Point annotation dataset records:
"""
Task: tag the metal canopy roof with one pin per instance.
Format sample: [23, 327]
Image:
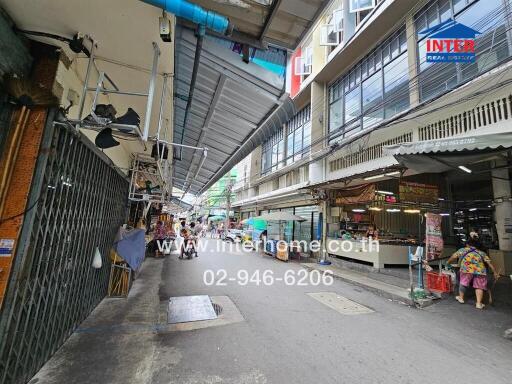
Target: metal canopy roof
[234, 107]
[280, 22]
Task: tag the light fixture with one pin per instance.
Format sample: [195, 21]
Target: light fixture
[374, 177]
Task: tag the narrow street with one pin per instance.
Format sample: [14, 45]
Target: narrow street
[286, 336]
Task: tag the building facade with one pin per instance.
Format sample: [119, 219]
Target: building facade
[380, 120]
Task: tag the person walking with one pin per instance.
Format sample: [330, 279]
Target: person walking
[473, 262]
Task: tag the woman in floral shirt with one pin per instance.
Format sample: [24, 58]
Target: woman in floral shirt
[473, 264]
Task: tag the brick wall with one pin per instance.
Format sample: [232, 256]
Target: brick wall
[19, 187]
[44, 70]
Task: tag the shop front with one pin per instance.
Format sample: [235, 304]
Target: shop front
[380, 223]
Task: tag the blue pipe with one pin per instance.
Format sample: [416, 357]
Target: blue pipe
[195, 13]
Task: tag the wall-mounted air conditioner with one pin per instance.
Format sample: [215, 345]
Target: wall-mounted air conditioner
[304, 63]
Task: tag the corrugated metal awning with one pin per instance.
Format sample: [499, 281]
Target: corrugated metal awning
[235, 106]
[442, 155]
[454, 144]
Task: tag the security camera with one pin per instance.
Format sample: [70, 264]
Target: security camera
"""
Set down, word for word, every line from the line that holds "Task: tag the shop" to the end of the entries above, including both ends.

Task: tag the shop front with one pin per instance.
Format sample: [235, 304]
Target: shop front
[380, 223]
Task: tag the blue pipe with one pin per instance.
Format sample: [416, 357]
Target: blue pipe
[195, 13]
Task: tag the wall-mounted air conditioner with one pin per instance.
Format sample: [215, 345]
Target: wall-mounted air conditioner
[304, 63]
Task: tag the corrugated metal awning with one pin per instance.
Format sample: [499, 281]
Target: corrugated metal awning
[235, 106]
[442, 155]
[454, 144]
Task: tag the security camera with one pin per instance.
Format sample: [70, 264]
Target: security camera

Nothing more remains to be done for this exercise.